• Tasks to carry out
1 > Return the passage from the track plan post that begins with the words "Hopefully I’ll have" and ends after the words "mr's like it.", copied word for word.
2 > According to the track plan post, why has the layout changed from the original drawing?

Here is a rough sketch of the track plan

HOplan3.jpg


There have been a few modifications since I scrawled this…I used the drawing to get me started, then I just started makin’ stuff up as I went…
The theme is an Appalachian short line set in the 1940’s - 1950’s…

This area will be a sawmill scene…

DSCF4222.jpg


This will be a coal mine…

DSCF4228.jpg


A depot will go here…

DSCF4223.jpg


There are 3 bridges on the layout…here they are in their various syages of construction…

deckbridge6.jpg


trestle_2.jpg


a_bridge_1.jpg


Hopefully I’ll have some updates in the near future…
 


Looks like a good concept and the track layinjg is first rate. The only thing you need to do is get some inclined support under that track leading fom the main to the station.
 
How do you like working with the cork roadbed drew? I'm prolly going to be using it on mine and I want to hear how other mr's like it.
 
Thanks for the comments, guys!

You’re right…lots of work still to be done…and I haven’t lifted a finger in well over a year!
I’ve had some health problems & some career changes that have side-tracked this project…
Like I said, I’m hoping to be able to get back to it soon!

(Data extracted from a collection)
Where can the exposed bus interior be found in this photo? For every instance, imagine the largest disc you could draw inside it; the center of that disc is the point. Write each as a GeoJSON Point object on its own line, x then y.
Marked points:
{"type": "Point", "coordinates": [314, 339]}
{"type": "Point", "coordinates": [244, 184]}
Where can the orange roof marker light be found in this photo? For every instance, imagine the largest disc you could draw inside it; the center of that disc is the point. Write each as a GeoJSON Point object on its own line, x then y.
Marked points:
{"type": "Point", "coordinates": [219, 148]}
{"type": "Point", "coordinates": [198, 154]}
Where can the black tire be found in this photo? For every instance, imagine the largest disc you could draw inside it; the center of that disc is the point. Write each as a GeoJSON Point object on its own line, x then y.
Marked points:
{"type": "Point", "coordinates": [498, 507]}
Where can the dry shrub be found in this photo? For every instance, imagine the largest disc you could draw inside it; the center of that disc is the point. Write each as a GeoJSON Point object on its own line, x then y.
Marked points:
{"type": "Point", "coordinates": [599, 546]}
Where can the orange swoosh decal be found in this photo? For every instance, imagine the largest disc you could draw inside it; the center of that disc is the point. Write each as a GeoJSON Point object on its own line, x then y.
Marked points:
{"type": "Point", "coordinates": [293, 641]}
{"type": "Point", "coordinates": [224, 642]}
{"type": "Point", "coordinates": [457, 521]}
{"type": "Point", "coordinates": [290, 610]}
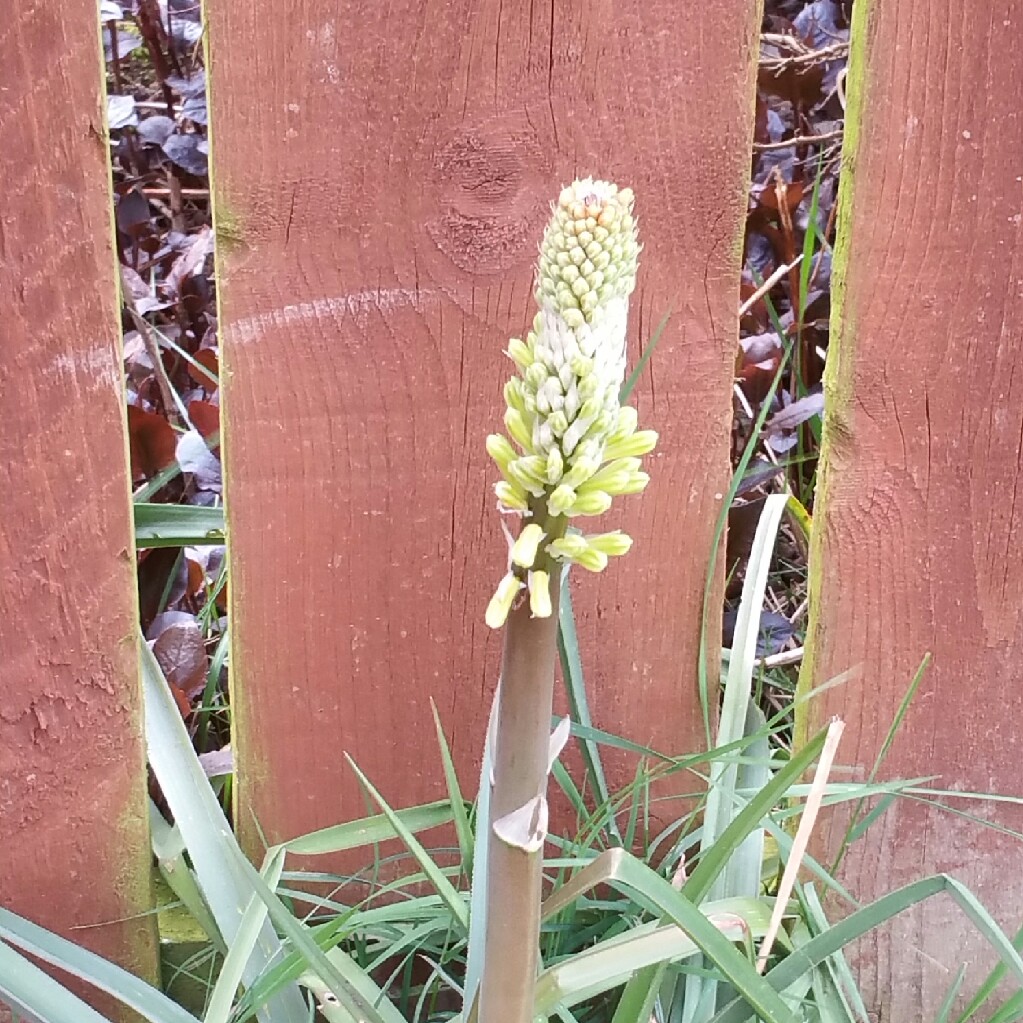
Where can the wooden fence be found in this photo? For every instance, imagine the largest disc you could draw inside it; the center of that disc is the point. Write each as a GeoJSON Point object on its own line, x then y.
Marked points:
{"type": "Point", "coordinates": [384, 171]}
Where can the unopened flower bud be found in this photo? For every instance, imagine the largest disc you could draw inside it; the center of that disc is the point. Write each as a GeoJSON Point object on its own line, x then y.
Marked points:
{"type": "Point", "coordinates": [525, 547]}
{"type": "Point", "coordinates": [539, 594]}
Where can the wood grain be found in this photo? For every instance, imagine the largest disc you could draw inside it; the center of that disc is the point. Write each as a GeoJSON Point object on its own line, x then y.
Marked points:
{"type": "Point", "coordinates": [73, 797]}
{"type": "Point", "coordinates": [384, 173]}
{"type": "Point", "coordinates": [919, 524]}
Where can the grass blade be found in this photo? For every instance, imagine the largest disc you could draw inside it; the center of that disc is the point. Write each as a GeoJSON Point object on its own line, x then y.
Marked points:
{"type": "Point", "coordinates": [212, 847]}
{"type": "Point", "coordinates": [450, 895]}
{"type": "Point", "coordinates": [222, 997]}
{"type": "Point", "coordinates": [461, 826]}
{"type": "Point", "coordinates": [177, 526]}
{"type": "Point", "coordinates": [625, 873]}
{"type": "Point", "coordinates": [623, 394]}
{"type": "Point", "coordinates": [349, 985]}
{"type": "Point", "coordinates": [87, 966]}
{"type": "Point", "coordinates": [370, 831]}
{"type": "Point", "coordinates": [568, 652]}
{"type": "Point", "coordinates": [857, 924]}
{"type": "Point", "coordinates": [31, 992]}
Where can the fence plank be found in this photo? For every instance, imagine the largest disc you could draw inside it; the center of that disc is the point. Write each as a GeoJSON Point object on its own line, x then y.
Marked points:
{"type": "Point", "coordinates": [918, 531]}
{"type": "Point", "coordinates": [73, 810]}
{"type": "Point", "coordinates": [375, 257]}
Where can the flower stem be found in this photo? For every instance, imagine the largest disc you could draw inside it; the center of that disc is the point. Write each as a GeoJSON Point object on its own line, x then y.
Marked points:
{"type": "Point", "coordinates": [521, 764]}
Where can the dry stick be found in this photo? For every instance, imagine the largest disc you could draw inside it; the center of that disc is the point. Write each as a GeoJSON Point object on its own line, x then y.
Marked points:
{"type": "Point", "coordinates": [802, 838]}
{"type": "Point", "coordinates": [515, 876]}
{"type": "Point", "coordinates": [784, 143]}
{"type": "Point", "coordinates": [151, 349]}
{"type": "Point", "coordinates": [767, 285]}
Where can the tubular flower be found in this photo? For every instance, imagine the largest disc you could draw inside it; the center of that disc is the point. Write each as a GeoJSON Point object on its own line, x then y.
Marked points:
{"type": "Point", "coordinates": [571, 447]}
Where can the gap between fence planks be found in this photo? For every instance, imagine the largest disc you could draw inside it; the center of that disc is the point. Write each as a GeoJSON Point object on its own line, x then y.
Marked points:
{"type": "Point", "coordinates": [73, 802]}
{"type": "Point", "coordinates": [919, 527]}
{"type": "Point", "coordinates": [383, 176]}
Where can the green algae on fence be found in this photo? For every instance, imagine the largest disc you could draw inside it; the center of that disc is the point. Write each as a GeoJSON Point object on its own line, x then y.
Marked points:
{"type": "Point", "coordinates": [73, 800]}
{"type": "Point", "coordinates": [918, 530]}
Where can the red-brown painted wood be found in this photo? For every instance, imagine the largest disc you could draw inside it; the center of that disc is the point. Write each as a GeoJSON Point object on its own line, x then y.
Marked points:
{"type": "Point", "coordinates": [75, 852]}
{"type": "Point", "coordinates": [384, 173]}
{"type": "Point", "coordinates": [920, 526]}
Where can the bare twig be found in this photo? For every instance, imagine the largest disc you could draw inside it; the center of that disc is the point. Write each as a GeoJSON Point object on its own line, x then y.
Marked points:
{"type": "Point", "coordinates": [830, 136]}
{"type": "Point", "coordinates": [783, 659]}
{"type": "Point", "coordinates": [767, 285]}
{"type": "Point", "coordinates": [152, 350]}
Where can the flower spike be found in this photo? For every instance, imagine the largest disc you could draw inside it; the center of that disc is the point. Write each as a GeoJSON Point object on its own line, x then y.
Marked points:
{"type": "Point", "coordinates": [579, 447]}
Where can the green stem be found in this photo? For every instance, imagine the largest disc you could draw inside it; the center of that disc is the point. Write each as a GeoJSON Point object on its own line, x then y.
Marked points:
{"type": "Point", "coordinates": [515, 876]}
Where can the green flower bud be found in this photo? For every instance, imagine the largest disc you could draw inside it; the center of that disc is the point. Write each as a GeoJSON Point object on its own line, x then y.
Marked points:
{"type": "Point", "coordinates": [525, 547]}
{"type": "Point", "coordinates": [556, 465]}
{"type": "Point", "coordinates": [518, 427]}
{"type": "Point", "coordinates": [535, 375]}
{"type": "Point", "coordinates": [523, 472]}
{"type": "Point", "coordinates": [614, 544]}
{"type": "Point", "coordinates": [562, 499]}
{"type": "Point", "coordinates": [510, 495]}
{"type": "Point", "coordinates": [614, 471]}
{"type": "Point", "coordinates": [592, 561]}
{"type": "Point", "coordinates": [520, 353]}
{"type": "Point", "coordinates": [567, 547]}
{"type": "Point", "coordinates": [515, 397]}
{"type": "Point", "coordinates": [592, 502]}
{"type": "Point", "coordinates": [582, 469]}
{"type": "Point", "coordinates": [559, 423]}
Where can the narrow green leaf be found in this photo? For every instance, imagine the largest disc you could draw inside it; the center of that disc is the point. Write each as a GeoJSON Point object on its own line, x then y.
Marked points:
{"type": "Point", "coordinates": [625, 873]}
{"type": "Point", "coordinates": [461, 825]}
{"type": "Point", "coordinates": [454, 901]}
{"type": "Point", "coordinates": [232, 969]}
{"type": "Point", "coordinates": [857, 924]}
{"type": "Point", "coordinates": [177, 526]}
{"type": "Point", "coordinates": [370, 831]}
{"type": "Point", "coordinates": [575, 685]}
{"type": "Point", "coordinates": [639, 995]}
{"type": "Point", "coordinates": [623, 394]}
{"type": "Point", "coordinates": [87, 966]}
{"type": "Point", "coordinates": [208, 836]}
{"type": "Point", "coordinates": [701, 879]}
{"type": "Point", "coordinates": [703, 665]}
{"type": "Point", "coordinates": [350, 985]}
{"type": "Point", "coordinates": [31, 992]}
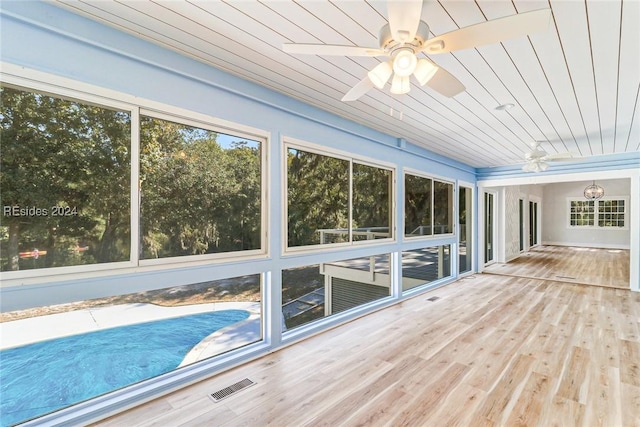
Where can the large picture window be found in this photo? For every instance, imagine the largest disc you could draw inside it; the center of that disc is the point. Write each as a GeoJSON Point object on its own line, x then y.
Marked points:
{"type": "Point", "coordinates": [335, 200]}
{"type": "Point", "coordinates": [101, 345]}
{"type": "Point", "coordinates": [601, 213]}
{"type": "Point", "coordinates": [65, 178]}
{"type": "Point", "coordinates": [428, 206]}
{"type": "Point", "coordinates": [200, 190]}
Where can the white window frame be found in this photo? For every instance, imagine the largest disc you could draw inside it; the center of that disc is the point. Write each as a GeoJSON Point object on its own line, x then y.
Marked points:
{"type": "Point", "coordinates": [202, 122]}
{"type": "Point", "coordinates": [297, 144]}
{"type": "Point", "coordinates": [454, 204]}
{"type": "Point", "coordinates": [596, 213]}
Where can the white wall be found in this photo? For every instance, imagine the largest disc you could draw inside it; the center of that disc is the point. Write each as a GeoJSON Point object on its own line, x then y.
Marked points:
{"type": "Point", "coordinates": [555, 216]}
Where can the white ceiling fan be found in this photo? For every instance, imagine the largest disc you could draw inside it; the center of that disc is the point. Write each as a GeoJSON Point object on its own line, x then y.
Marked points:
{"type": "Point", "coordinates": [537, 160]}
{"type": "Point", "coordinates": [406, 35]}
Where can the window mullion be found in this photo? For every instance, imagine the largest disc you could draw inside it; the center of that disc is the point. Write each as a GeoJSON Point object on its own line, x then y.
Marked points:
{"type": "Point", "coordinates": [135, 186]}
{"type": "Point", "coordinates": [350, 223]}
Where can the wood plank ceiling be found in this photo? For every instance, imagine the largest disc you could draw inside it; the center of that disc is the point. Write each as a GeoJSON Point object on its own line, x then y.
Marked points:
{"type": "Point", "coordinates": [575, 87]}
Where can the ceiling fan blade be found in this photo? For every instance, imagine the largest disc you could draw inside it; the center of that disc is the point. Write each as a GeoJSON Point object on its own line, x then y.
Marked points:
{"type": "Point", "coordinates": [562, 157]}
{"type": "Point", "coordinates": [358, 90]}
{"type": "Point", "coordinates": [404, 18]}
{"type": "Point", "coordinates": [445, 83]}
{"type": "Point", "coordinates": [494, 31]}
{"type": "Point", "coordinates": [331, 50]}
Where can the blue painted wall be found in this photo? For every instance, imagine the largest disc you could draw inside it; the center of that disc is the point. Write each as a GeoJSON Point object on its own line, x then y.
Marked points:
{"type": "Point", "coordinates": [43, 37]}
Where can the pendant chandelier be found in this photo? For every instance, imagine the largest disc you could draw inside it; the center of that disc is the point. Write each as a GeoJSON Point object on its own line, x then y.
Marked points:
{"type": "Point", "coordinates": [593, 192]}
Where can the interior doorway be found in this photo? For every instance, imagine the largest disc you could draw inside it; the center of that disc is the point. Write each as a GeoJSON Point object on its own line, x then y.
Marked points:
{"type": "Point", "coordinates": [489, 228]}
{"type": "Point", "coordinates": [465, 235]}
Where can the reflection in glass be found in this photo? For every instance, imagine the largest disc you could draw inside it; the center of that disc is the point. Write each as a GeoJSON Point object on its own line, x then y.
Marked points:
{"type": "Point", "coordinates": [200, 191]}
{"type": "Point", "coordinates": [371, 202]}
{"type": "Point", "coordinates": [442, 207]}
{"type": "Point", "coordinates": [418, 193]}
{"type": "Point", "coordinates": [313, 292]}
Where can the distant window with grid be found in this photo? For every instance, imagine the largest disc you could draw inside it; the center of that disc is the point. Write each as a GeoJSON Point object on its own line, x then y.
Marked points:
{"type": "Point", "coordinates": [581, 213]}
{"type": "Point", "coordinates": [611, 213]}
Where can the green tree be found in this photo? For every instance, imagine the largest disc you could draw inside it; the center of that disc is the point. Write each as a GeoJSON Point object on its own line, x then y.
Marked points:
{"type": "Point", "coordinates": [197, 197]}
{"type": "Point", "coordinates": [318, 196]}
{"type": "Point", "coordinates": [57, 152]}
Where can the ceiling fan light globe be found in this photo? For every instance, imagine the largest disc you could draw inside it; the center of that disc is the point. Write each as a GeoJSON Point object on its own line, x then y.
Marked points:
{"type": "Point", "coordinates": [379, 76]}
{"type": "Point", "coordinates": [424, 71]}
{"type": "Point", "coordinates": [404, 64]}
{"type": "Point", "coordinates": [400, 85]}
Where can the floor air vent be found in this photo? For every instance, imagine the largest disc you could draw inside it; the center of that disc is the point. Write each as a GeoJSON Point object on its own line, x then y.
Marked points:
{"type": "Point", "coordinates": [233, 388]}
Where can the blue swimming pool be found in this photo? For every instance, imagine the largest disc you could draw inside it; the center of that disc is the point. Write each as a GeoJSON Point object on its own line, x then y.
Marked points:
{"type": "Point", "coordinates": [43, 377]}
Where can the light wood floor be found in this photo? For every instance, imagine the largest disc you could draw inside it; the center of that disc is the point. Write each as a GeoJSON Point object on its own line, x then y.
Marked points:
{"type": "Point", "coordinates": [591, 266]}
{"type": "Point", "coordinates": [492, 351]}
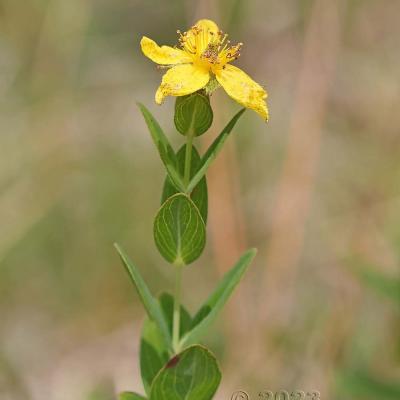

• Solution set
1 >
Hopefully I’ll have some updates in the near future…
 


Looks like a good concept and the track layinjg is first rate. The only thing you need to do is get some inclined support under that track leading fom the main to the station.
 
How do you like working with the cork roadbed drew? I'm prolly going to be using it on mine and I want to hear how other mr's like it.

2 > The drawing was only used to get started. After that, the builder made things up while working, so there have been a few modifications since it was drawn.